● Exercise description: Format every line of the entries below as a numbered list, skipping any blank lines. Leave the pictures out.

-- START Records shown --

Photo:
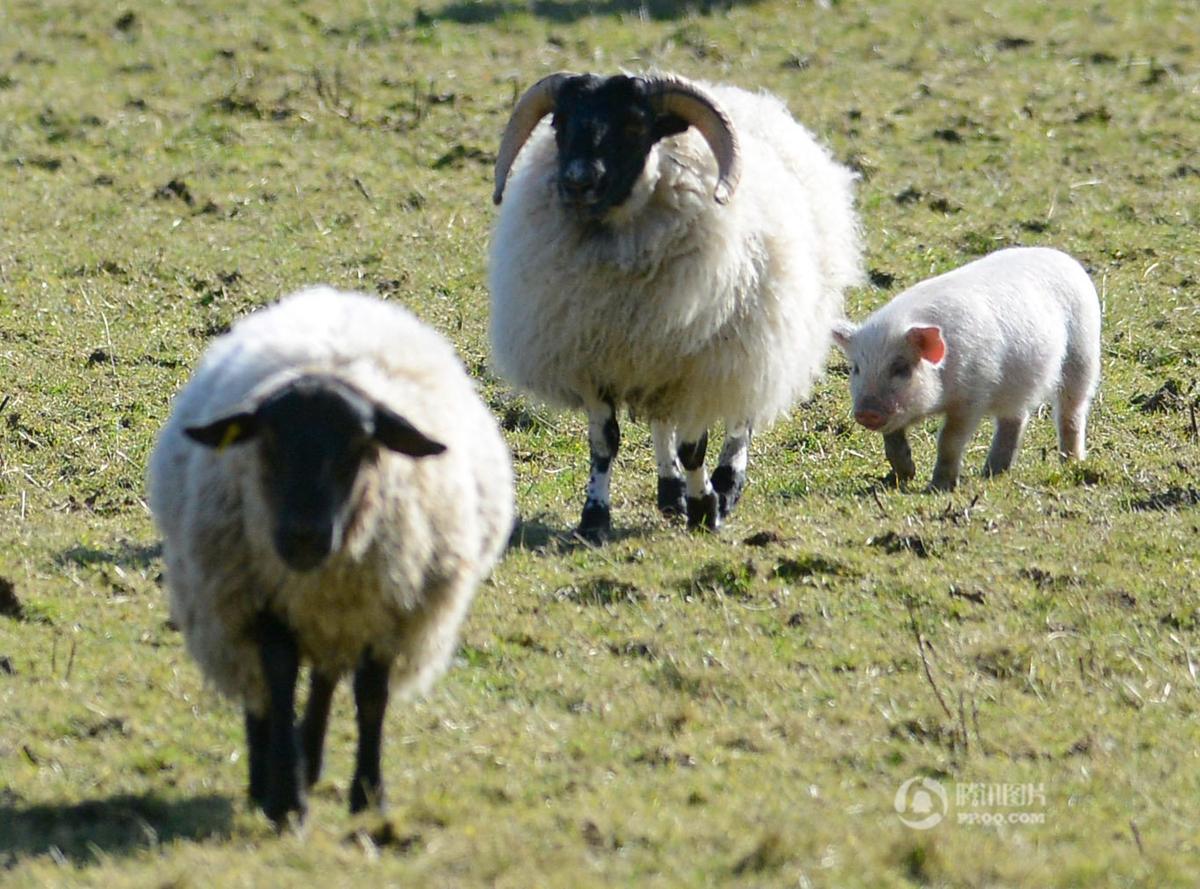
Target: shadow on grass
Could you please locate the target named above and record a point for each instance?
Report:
(538, 536)
(126, 554)
(473, 12)
(117, 826)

-- END Records shown --

● Exercise answer:
1. Photo:
2. Target: shadow on grass
3. Could you please locate the target named above and record a point for each instance?
4. Report:
5. (538, 536)
6. (126, 554)
7. (473, 12)
8. (117, 826)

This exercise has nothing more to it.